[Image region labeling rows]

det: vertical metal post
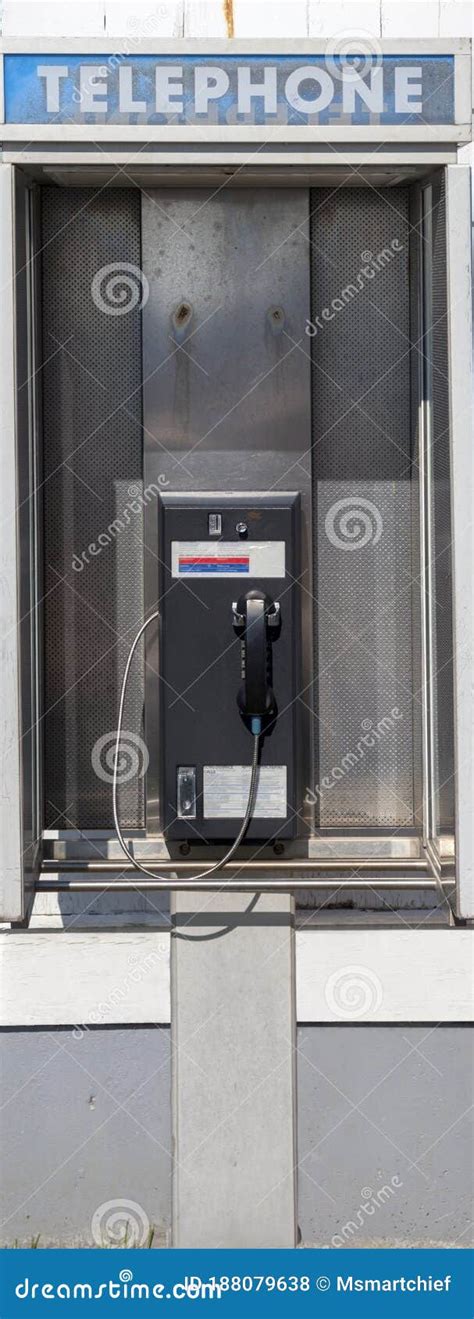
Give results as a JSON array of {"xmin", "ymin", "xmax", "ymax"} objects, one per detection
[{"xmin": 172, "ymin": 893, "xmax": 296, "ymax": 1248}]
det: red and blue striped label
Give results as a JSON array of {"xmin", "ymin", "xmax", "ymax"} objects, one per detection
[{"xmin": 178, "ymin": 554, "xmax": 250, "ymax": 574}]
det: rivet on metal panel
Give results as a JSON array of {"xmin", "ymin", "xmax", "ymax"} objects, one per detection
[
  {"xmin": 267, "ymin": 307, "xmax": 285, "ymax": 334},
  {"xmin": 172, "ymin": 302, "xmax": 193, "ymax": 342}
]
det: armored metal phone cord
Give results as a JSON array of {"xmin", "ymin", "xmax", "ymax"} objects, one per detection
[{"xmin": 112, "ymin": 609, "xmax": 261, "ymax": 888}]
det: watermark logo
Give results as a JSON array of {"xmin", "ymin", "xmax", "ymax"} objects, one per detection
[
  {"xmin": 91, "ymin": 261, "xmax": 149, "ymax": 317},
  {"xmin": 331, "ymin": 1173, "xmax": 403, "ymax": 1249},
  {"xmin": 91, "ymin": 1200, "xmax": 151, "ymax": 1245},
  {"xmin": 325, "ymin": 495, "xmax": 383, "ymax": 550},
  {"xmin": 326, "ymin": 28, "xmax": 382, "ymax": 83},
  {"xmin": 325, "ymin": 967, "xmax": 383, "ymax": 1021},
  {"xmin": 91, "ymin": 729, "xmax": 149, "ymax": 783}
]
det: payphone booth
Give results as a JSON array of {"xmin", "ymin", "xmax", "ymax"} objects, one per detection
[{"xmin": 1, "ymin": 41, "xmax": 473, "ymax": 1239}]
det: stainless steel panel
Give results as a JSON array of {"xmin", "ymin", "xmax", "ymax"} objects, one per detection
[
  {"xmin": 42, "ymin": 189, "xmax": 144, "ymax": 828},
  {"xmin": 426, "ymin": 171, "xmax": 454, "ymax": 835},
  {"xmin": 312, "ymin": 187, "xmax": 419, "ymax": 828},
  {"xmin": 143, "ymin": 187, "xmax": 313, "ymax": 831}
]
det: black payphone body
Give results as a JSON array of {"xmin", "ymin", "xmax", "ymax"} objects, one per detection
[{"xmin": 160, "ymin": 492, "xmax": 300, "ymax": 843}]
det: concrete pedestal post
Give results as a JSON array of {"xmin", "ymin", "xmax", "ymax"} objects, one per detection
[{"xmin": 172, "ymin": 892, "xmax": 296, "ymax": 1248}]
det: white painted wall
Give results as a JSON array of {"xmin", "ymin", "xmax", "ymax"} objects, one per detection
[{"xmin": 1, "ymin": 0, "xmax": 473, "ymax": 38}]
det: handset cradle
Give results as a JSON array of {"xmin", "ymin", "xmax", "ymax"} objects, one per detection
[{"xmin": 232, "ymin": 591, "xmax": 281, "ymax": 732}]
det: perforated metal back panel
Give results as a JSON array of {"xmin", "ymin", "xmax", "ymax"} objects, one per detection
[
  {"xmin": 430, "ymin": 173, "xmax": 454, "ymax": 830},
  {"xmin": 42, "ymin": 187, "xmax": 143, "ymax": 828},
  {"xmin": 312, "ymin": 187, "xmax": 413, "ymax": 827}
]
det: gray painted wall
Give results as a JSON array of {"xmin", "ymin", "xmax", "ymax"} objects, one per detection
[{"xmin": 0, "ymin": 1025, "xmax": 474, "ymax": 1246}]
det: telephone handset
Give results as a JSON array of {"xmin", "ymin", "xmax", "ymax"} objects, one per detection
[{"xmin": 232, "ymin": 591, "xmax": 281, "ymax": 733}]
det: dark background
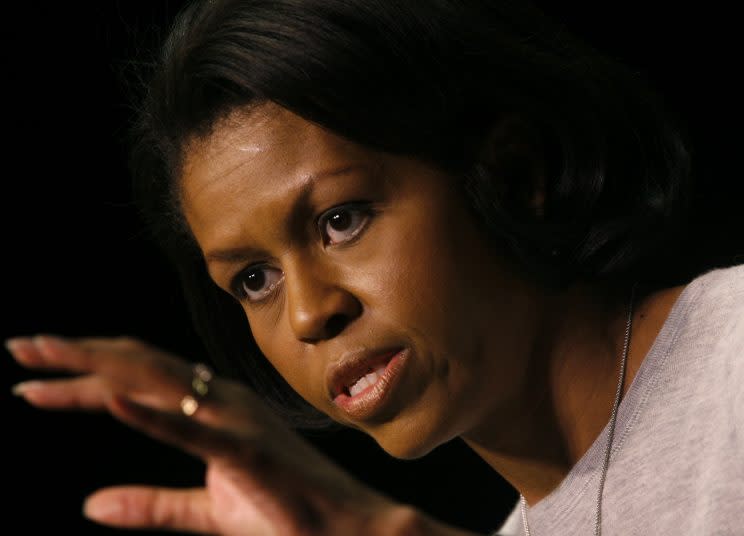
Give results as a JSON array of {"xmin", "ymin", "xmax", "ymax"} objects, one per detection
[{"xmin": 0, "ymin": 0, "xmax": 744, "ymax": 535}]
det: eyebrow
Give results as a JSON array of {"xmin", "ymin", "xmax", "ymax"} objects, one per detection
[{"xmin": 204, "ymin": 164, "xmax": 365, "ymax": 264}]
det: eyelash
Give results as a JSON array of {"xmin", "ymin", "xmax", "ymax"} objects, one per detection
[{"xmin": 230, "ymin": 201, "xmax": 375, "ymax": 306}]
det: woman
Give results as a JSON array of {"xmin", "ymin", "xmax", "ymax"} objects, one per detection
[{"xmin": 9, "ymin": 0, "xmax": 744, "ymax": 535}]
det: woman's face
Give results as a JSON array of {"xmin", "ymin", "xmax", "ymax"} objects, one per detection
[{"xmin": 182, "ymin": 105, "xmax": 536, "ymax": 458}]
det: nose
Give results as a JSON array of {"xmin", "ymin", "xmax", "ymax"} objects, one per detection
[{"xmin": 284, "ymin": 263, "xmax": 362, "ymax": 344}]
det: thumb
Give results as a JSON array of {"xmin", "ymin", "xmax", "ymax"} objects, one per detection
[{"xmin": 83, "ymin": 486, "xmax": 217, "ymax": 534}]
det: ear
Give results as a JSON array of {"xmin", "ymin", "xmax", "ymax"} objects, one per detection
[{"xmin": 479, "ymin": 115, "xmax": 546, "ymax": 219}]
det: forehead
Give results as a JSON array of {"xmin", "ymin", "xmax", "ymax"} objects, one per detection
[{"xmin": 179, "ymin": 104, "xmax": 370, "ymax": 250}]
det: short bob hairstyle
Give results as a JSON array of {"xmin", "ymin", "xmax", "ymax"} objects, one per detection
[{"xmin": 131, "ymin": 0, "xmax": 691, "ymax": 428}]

▶ [YOUR GOAL]:
Please render every line of the rows above as a Markdown table with the columns "Number" and "Text", one line per table row, leaving out blank lines and the pictures.

▶ [FULL OUTPUT]:
| Number | Text |
|---|---|
| 1 | det: vertical metal post |
| 2 | Give results as a JSON array of {"xmin", "ymin", "xmax", "ymax"} objects, one per detection |
| 3 | [{"xmin": 172, "ymin": 893, "xmax": 296, "ymax": 1248}] |
| 4 | det: red and blue striped label |
| 5 | Give results as a JSON array of {"xmin", "ymin", "xmax", "ymax"} objects, one per detection |
| 6 | [{"xmin": 178, "ymin": 554, "xmax": 250, "ymax": 574}] |
| 7 | det: rivet on metal panel |
| 8 | Give results as a JSON array of {"xmin", "ymin", "xmax", "ymax"} objects, one per detection |
| 9 | [ |
| 10 |   {"xmin": 267, "ymin": 307, "xmax": 285, "ymax": 334}, |
| 11 |   {"xmin": 172, "ymin": 302, "xmax": 193, "ymax": 342} |
| 12 | ] |
| 13 | det: armored metal phone cord |
| 14 | Give results as a JSON array of {"xmin", "ymin", "xmax", "ymax"} objects, one per detection |
| 15 | [{"xmin": 112, "ymin": 609, "xmax": 261, "ymax": 888}] |
| 16 | det: watermark logo |
| 17 | Give results as a JSON array of {"xmin", "ymin", "xmax", "ymax"} objects, one per detection |
| 18 | [ |
| 19 |   {"xmin": 91, "ymin": 261, "xmax": 149, "ymax": 317}, |
| 20 |   {"xmin": 331, "ymin": 1173, "xmax": 403, "ymax": 1249}, |
| 21 |   {"xmin": 91, "ymin": 1200, "xmax": 151, "ymax": 1245}, |
| 22 |   {"xmin": 325, "ymin": 495, "xmax": 383, "ymax": 550}, |
| 23 |   {"xmin": 326, "ymin": 28, "xmax": 382, "ymax": 83}, |
| 24 |   {"xmin": 325, "ymin": 967, "xmax": 383, "ymax": 1021}, |
| 25 |   {"xmin": 91, "ymin": 729, "xmax": 149, "ymax": 783} |
| 26 | ] |
| 27 | det: payphone booth |
| 28 | Give results as a JSON array of {"xmin", "ymin", "xmax", "ymax"} objects, one per detection |
| 29 | [{"xmin": 1, "ymin": 41, "xmax": 473, "ymax": 1239}] |
| 30 | det: stainless steel panel |
| 31 | Give results as a JSON array of {"xmin", "ymin", "xmax", "ymax"} objects, one per detection |
| 32 | [ |
| 33 |   {"xmin": 42, "ymin": 189, "xmax": 144, "ymax": 828}, |
| 34 |   {"xmin": 426, "ymin": 171, "xmax": 454, "ymax": 835}, |
| 35 |   {"xmin": 312, "ymin": 187, "xmax": 419, "ymax": 828}, |
| 36 |   {"xmin": 143, "ymin": 187, "xmax": 313, "ymax": 831} |
| 37 | ] |
| 38 | det: black payphone body |
| 39 | Give results as a JSON array of {"xmin", "ymin", "xmax", "ymax"} objects, one per detection |
| 40 | [{"xmin": 160, "ymin": 492, "xmax": 300, "ymax": 843}] |
| 41 | det: concrete pedestal post |
| 42 | Give results as a JSON array of {"xmin", "ymin", "xmax", "ymax"} objects, one per detection |
| 43 | [{"xmin": 172, "ymin": 892, "xmax": 296, "ymax": 1248}] |
| 44 | det: white painted wall |
| 45 | Give results as a JSON array of {"xmin", "ymin", "xmax", "ymax"} objects, one per detection |
| 46 | [{"xmin": 1, "ymin": 0, "xmax": 473, "ymax": 38}] |
| 47 | det: handset cradle |
| 48 | Give results as a JSON array of {"xmin", "ymin", "xmax", "ymax"} objects, one per detection |
| 49 | [{"xmin": 232, "ymin": 591, "xmax": 281, "ymax": 732}] |
| 50 | det: perforated metal back panel |
| 51 | Give results as a JSON array of {"xmin", "ymin", "xmax", "ymax"} objects, one per detection |
| 52 | [ |
| 53 |   {"xmin": 430, "ymin": 173, "xmax": 454, "ymax": 830}, |
| 54 |   {"xmin": 42, "ymin": 187, "xmax": 143, "ymax": 828}, |
| 55 |   {"xmin": 312, "ymin": 187, "xmax": 413, "ymax": 827} |
| 56 | ] |
| 57 | det: gray painted wall |
| 58 | Give results as a JSON array of {"xmin", "ymin", "xmax", "ymax"} objects, one per detection |
| 59 | [{"xmin": 0, "ymin": 1025, "xmax": 474, "ymax": 1246}] |
| 60 | det: telephone handset |
| 61 | Give results as a JSON array of {"xmin", "ymin", "xmax", "ymax"} objects, one per detection |
| 62 | [{"xmin": 232, "ymin": 591, "xmax": 281, "ymax": 733}] |
| 63 | det: dark background |
| 64 | Give results as a JSON array of {"xmin", "ymin", "xmax", "ymax"} objects, one per detection |
| 65 | [{"xmin": 0, "ymin": 0, "xmax": 744, "ymax": 535}] |
| 66 | det: eyebrow |
| 67 | Give results as a JSON array of {"xmin", "ymin", "xmax", "ymax"} objects, one per detection |
| 68 | [{"xmin": 204, "ymin": 164, "xmax": 365, "ymax": 264}] |
| 69 | det: eyelash |
| 70 | Give results as a JSON array of {"xmin", "ymin", "xmax", "ymax"} objects, one per detection |
| 71 | [{"xmin": 230, "ymin": 201, "xmax": 375, "ymax": 306}] |
| 72 | det: woman |
| 73 | Give results as a JSON array of {"xmin", "ymin", "xmax", "ymax"} objects, one per detection |
| 74 | [{"xmin": 9, "ymin": 0, "xmax": 744, "ymax": 535}] |
| 75 | det: woman's face |
| 76 | Give results as a JSON array of {"xmin", "ymin", "xmax", "ymax"} objects, one per detection |
| 77 | [{"xmin": 182, "ymin": 105, "xmax": 536, "ymax": 458}] |
| 78 | det: nose |
| 79 | Give results as a JSON array of {"xmin", "ymin", "xmax", "ymax"} objects, one per detection |
| 80 | [{"xmin": 284, "ymin": 263, "xmax": 362, "ymax": 344}] |
| 81 | det: thumb |
| 82 | Give results as a JSON array of {"xmin", "ymin", "xmax", "ymax"} objects, one per detection |
| 83 | [{"xmin": 83, "ymin": 486, "xmax": 217, "ymax": 534}] |
| 84 | det: ear |
| 85 | Give results as a JSON array of {"xmin", "ymin", "xmax", "ymax"} objects, one per detection |
| 86 | [{"xmin": 479, "ymin": 115, "xmax": 546, "ymax": 219}] |
| 87 | det: forehead |
| 88 | Give results as a JSON array of {"xmin", "ymin", "xmax", "ymax"} objects, one per detection |
| 89 | [{"xmin": 179, "ymin": 104, "xmax": 370, "ymax": 250}] |
| 90 | det: short bob hairstyle |
| 91 | Give results as a JSON array of {"xmin", "ymin", "xmax", "ymax"} objects, one per detection |
| 92 | [{"xmin": 131, "ymin": 0, "xmax": 691, "ymax": 428}] |